WORK REQUIRED: Please continue the Rhythm and Repose album article below, starting right after its last line.

PROVIDED PASSAGE:
##########
Studio album by Glen Hansard
- Released: 19 June 2012
- Genre: Folk
- Length: 46:43
- Label: Anti-
- Producer: Thomas Bartlett

Glen Hansard chronology
|  | Rhythm and Repose (2012) | Drive All Night (2013) |

= Rhythm and Repose =

Rhythm and Repose is the first solo studio album by Glen Hansard. The album was recorded by Patrick Dillett and produced by Thomas Bartlett. The song "Come Away to the Water" was covered by Maroon 5 and Rozzi Crane on the soundtrack for the 2012 film The Hunger Games. The album has sold 77,000 copies in the US as of September 2015.

Professional ratings
Aggregate scores
| Source | Rating |
| Metacritic | 68/100 |
Review scores
| Source | Rating |
| AllMusic | Star |
| Under The Gun Review | 7/10 |
| The Boston Phoenix | Star |
| Consequence of Sound | Star Half star |
| The A.V. Club | B- |

==Track listing==

Rhythm and Repose track listing
| No. | Title | Length |
|---|---|---|
| 1. | "You Will Become" | 3:48 |
| 2. | "Maybe Not Tonight" | 5:30 |
| 3. | "Talking with the Wolves" | 4:43 |
| 4. | "High Hope" | 3:55 |
| 5. | "Bird of Sorrow" | 5:50 |
| 6. | "The Storm, It's Coming" | 3:28 |
| 7. | "Love Don't Leave Me Waiting" | 4:17 |
| 8. | "What Are We Gonna Do" | 3:00 |
| 9. | "Races" | 4:33 |
| 10. | "Philander" | 3:51 |
| 11. | "Song of Good Hope" | 3:48 |
| Total length: |  | 46:43 |

Deluxe edition bonus tracks
| No. | Title | Length |
|---|---|---|
| 12. | "Come Away to the Water" | 3:45 |
| 13. | "This Gift" | 4:48 |
| 14. | "Rare Bird" | 3:34 |
| Total length: |  | 58:50 |

==Personnel==
- Glen Hansard- songwriter, vocals, acoustic guitar, electric guitar (3), rhythm guitar (10), piano (6)
##########
DATA SHOWN:
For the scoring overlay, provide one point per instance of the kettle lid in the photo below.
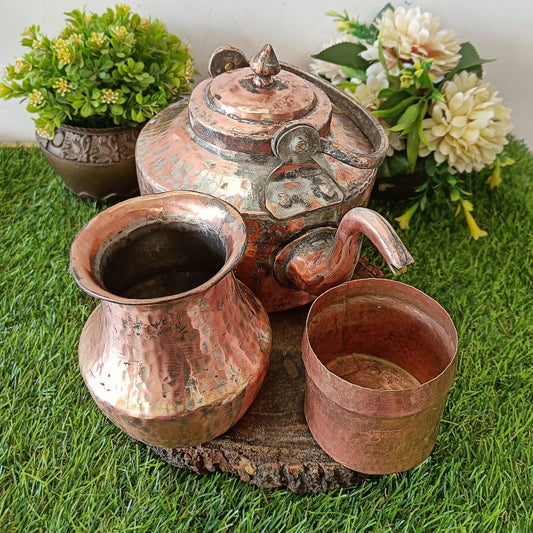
(241, 107)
##########
SOLVED PROBLEM:
- Thomas Bartlett- piano, keyboards, string arrangements, pump organ (9, 10), drums (1)
- Brad Albetta- bass
- Rob Moose- strings, string arrangements
- Ray Rizzo- drums (2, 4, 5, 7, 9, 10)
- David Mansfield- slide guitar on "Maybe Not Tonight"
- Bryan Devendorf- drums on "Talking with the Wolves"
- Hannah Cohen- backing vocals on "Talking with the Wolves"
- Javier Mas- Spanish guitar on "High Hope" and "Love, Don't Leave Me Waiting"
- Jake Clemons- horns on "High Hope" and "Love, Don't Leave Me Waiting"
- Clark Gayton- horns on "High Hope" and "Love, Don't Leave Me Waiting"
- Curt Ramm- horns on "High Hope" and "Love, Don't Leave Me Waiting"
- Sam Amidon- backing vocals on "High Hope" and "Races", banjo on "Races"
- Cristin Milioti- backing vocals on "You Will Become" and "High Hope"
- Nico Muhly- string arrangements on "The Storm, It's Coming"
- Marketa Irglova- backing vocals on "You Will Become" and "What Are We Gonna Do"
- Aida Shahghasemi- backing vocals on "You Will Become"
- Joanna Christie- backing vocals on "This Gift"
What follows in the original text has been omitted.